PROMPT 1: From the Oregon Coast Trail passage below, list every category used to mark items on the maps.
PROMPT 2:
Answer from the Oregon Coast Trail passage below:
(a) What was the second business the writer had recently started?
(b) At what time did the writer usually wake each morning?
(c) By which week had the creative act become a bit oppressive?
PROMPT 3: Carry on the Oregon Coast Trail passage below from its final sentence.

GIVEN PASSAGE:
::::::::
Story mapping had become another passion by this point, and over the past few years, I had been creating them professionally for other organizations. The medium harkened back to my college days where I dove into multi-media projects, combining images with prose, sounds, and even videos. And since my virtual hike was quickly becoming another work/passion project, I decided to add on elements from a second business I had started recently, called Intentional Hiking.
Yes, the title gives it away – with Intentional Hiking, I hosted several conversations a month about ways hikers could cultivate a deeper engagement with the world around them as they were out for a day hike, week-long backpacking trip, or a long thru-hike. I invited experts to talk about things like collecting data for Adventure Scientists, learning how to identify plants and animals to contribute to research projects on iNaturalist, or even how public land management agencies are integrating Traditional Ecological Knowledge of indigenous peoples into federal planning processes. To apply this to the Oregon Coast Trail, I decided I would identify several aspects hikers (and I) could engage with as we walked. Those items were categorized and marked on the maps as: Fun Facts, Trail Stuff, Environment, Military History, Exploration History, Tribal Nations, Art and Culture, and Take Action. Each morning, I would wake at my usual 4am, spend the next 4-5 hours researching, writing, and adding on to my story map, and publish that day’s hike on my blog.

By the second week, my creative act had become a bit oppressive, given the sheer amount of time it was taking me to create each day’s exploration. The added weight of my painful body didn’t make things much easier. After my morning creation, my days were filled with appointments. They ranged from sessions with a physical therapist, massage therapist, chiropractor, acupuncturist, and my primary care doctor, with little result. I could barely move.
::::::::
LISTED RECORDS:

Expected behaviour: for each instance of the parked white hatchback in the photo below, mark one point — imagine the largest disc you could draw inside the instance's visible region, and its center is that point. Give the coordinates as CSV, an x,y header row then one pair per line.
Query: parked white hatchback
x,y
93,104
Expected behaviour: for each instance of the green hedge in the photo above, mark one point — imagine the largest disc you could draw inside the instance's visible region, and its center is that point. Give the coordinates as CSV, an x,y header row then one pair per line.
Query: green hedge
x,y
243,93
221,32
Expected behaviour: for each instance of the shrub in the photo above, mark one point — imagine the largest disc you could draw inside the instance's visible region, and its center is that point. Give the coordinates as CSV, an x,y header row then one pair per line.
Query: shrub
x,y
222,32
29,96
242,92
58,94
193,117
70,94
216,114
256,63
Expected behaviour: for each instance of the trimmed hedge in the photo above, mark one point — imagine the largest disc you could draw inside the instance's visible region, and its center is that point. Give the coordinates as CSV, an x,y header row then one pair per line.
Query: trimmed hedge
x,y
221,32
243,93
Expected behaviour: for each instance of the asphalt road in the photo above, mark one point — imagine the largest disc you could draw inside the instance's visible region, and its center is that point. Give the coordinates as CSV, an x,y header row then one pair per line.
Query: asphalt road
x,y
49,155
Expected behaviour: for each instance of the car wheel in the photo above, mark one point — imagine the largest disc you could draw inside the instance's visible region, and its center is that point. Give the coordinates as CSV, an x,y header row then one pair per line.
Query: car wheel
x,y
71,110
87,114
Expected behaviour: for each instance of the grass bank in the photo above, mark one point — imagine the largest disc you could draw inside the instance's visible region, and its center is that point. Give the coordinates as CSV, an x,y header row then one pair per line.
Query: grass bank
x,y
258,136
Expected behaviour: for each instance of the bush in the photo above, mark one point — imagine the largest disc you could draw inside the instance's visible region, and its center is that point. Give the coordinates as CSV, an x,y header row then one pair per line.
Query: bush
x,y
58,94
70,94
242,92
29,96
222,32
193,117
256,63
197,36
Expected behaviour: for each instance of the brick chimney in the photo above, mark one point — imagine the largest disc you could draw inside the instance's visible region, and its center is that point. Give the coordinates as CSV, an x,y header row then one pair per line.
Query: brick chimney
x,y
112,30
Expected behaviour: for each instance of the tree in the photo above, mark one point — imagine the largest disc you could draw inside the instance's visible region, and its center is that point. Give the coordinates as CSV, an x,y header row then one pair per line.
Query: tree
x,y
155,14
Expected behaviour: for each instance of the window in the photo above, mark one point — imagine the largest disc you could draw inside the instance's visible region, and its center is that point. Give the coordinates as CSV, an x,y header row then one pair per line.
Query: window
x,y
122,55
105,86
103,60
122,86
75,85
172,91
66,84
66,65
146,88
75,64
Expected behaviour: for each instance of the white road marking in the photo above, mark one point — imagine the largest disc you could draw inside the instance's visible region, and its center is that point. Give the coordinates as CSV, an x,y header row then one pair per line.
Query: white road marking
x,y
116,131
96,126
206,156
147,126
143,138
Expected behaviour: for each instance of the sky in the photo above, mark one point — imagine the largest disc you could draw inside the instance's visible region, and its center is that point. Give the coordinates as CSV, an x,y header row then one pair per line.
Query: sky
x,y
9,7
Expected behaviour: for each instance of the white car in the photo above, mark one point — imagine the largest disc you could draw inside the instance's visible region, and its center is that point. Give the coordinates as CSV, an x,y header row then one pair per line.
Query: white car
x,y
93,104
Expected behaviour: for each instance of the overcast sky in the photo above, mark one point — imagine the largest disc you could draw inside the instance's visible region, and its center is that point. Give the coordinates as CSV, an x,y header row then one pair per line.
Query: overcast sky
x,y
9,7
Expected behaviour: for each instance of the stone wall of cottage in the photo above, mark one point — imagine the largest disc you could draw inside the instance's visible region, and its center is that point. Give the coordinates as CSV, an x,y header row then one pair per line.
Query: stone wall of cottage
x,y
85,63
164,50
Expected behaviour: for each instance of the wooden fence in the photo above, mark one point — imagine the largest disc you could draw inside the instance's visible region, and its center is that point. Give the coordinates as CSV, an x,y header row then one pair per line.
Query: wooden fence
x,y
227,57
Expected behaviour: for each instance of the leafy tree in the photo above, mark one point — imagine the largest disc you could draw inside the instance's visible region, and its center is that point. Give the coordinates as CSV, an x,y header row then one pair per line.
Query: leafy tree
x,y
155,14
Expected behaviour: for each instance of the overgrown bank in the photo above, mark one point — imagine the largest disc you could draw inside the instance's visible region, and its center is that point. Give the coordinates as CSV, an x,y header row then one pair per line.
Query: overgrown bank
::::::::
ANSWER BOX 1: Fun Facts, Trail Stuff, Environment, Military History, Exploration History, Tribal Nations, Art and Culture, Take Action

ANSWER BOX 2:
(a) Intentional Hiking
(b) 4am
(c) The second week

ANSWER BOX 3:
I kept going because that’s what I do. I finished the project on October 31 to reflect when I would have finished in real time. I remember my neck and back were feeling a hair better…in fact, everything was feeling a tad better, that is, until I slipped and fell on a wet floor while shopping on November 1. It was the kind of fall that you knew would be bad on the way down. As my feet flew out from under me, I had long enough to notice the “caution wet floor” sign by my right leg, and also know I was in trouble. I landed hard on my right glute, whiplashed my head, and passed out.
I will tell you the rest of the story another time, but needless to say, my troubles were only getting worse, and I was still about two months out from my cancer diagnosis. Life sucked, but it sucked less when I could focus on things like the virtual Oregon Coast Trail by ignoring my pain as much as I could to do something that brought joy.
I want to say many more things about how the creative act is survival. Many of you have seen it play out in real time through my blog this year, so stay tuned as I unpack more layers of pain and being so that I can continue to not just survive, but thrive through my creativity.
Slueika was in remission for 10 years before her cancer started growing again. The road ahead seems so long that I think the only thing that can get me through this is exploring what it means to be alive, creatively. And what a gift to the world that Slueika and her husband and musician Jon Baptist are giving to the world by doing the same.